━━ SELECTED TEXT
Introduction
Medicines manufacturing is a complex and expensive process at scale,
requiring multiple unit operations to produce and purify a product of
interest to required standards. Recent advances in emergent modalities,
for example lipid enveloped particles, present major therapeutic
advantages but also challenges during bioprocessing when compared to
conventional products such as monoclonal antibodies . In order to
maximize bioprocess efficiency then effective unit operations must be
selected and optimized, often using a chain of the most suitable filters
and chromatography columns for purification .
Chromatographic unit operations rely on chemical and physical
characteristics to perform bioseparation of valuable products .
Structure relates directly to function and performance, which for
chromatography columns, spans a hierarchical structure consisting of i)
the space within the packed bed and ii) within individual beads. Both
length scales exhibit variability and often lack definitive control over
physical characteristics.
Additive manufacturing provides an approach whereby the geometry of a
material can be precisely designed and fabricated as specified by CAD
models . This enables physical characteristics such as channel size and
morphology to be designed that meets the intended function and optimized
for performance . The ability to 3D printing porous materials through
polymerization-induced phase-separation enables the formation of a
porous network at the nano-scale, essential to increase the surface area
to volume ratio for adsorption of biomolecules .
━━━━
EXERCISE BRIEF
Answer these from the introduction above:
1. What conventional product does it compare the emergent modalities to?
2. What two levels make up the structure of chromatography columns?
3. What process lets 3D-printed materials form a porous network at the nano-scale?
━━ DATA PROVIDED
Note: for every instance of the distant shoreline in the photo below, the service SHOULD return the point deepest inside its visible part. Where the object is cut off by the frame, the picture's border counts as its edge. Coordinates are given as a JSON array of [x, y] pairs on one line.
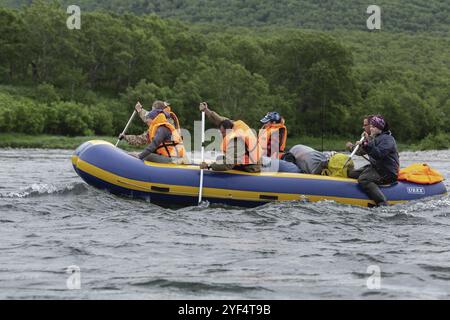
━━━━
ANSWER TO THE PROBLEM
1. Monoclonal antibodies.
2. The space within the packed bed and the space within individual beads.
3. Polymerization-induced phase-separation.